**What is required**
Please count the lines in the material below that contain the string "instance", treating uppercase and lowercase as different, and reply with that number alone.

**Material provided**
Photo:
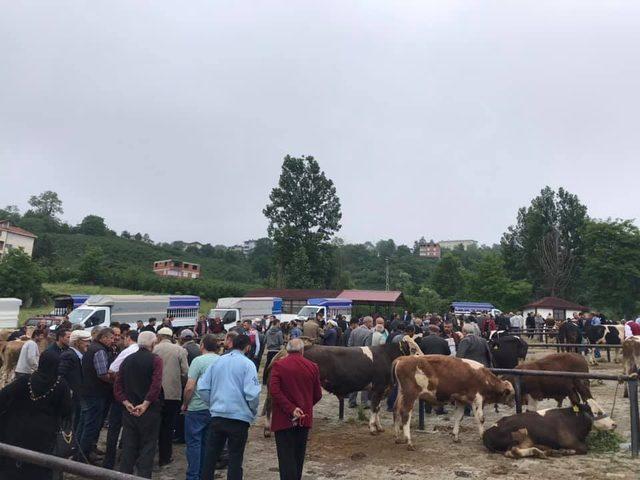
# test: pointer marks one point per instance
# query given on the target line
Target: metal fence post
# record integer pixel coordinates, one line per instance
(421, 405)
(518, 389)
(635, 425)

**Exercise solution**
2